----- Data for this task -----

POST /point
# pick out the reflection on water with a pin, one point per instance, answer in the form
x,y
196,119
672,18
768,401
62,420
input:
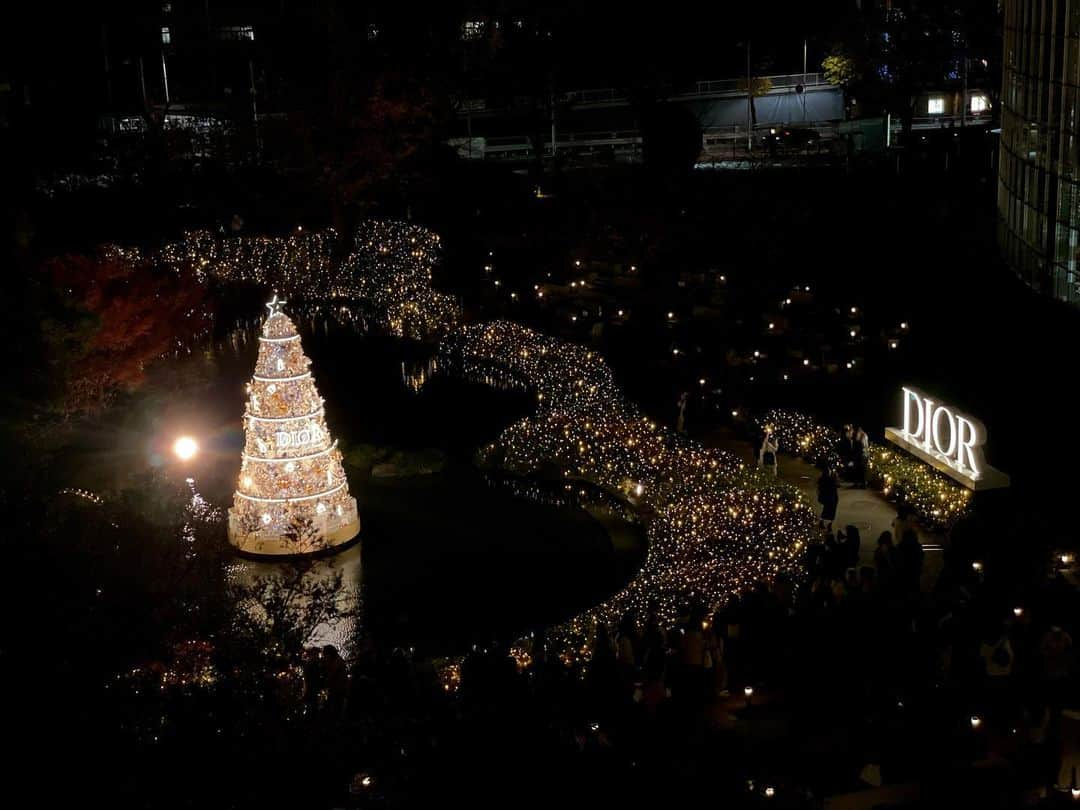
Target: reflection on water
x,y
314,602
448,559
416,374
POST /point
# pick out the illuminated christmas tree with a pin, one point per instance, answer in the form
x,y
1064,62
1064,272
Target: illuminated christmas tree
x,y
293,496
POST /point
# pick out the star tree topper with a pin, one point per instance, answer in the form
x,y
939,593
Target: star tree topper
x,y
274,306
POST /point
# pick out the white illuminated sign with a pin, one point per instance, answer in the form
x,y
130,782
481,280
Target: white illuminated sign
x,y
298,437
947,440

-----
----- Data for this task -----

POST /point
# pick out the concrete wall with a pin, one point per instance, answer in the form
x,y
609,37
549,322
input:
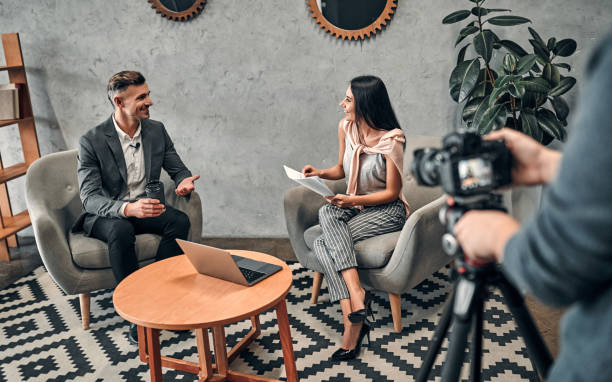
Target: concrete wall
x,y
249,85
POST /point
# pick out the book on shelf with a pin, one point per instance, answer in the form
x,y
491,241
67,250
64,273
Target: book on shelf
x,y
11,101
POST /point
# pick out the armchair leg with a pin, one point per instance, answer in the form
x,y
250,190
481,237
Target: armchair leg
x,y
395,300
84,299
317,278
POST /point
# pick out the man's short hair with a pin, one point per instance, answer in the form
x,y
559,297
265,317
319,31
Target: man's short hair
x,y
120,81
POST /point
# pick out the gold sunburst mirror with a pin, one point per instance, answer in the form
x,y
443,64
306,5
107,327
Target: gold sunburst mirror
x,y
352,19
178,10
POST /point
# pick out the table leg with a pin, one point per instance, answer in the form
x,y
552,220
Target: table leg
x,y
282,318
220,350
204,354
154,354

-----

**Stated exercise**: Please pick out and copy each line in the items that contains the string "star". Case counts.

**Answer to the problem**:
# pick out the star tree topper with a pin, one point per instance, answer in the form
Target: star tree topper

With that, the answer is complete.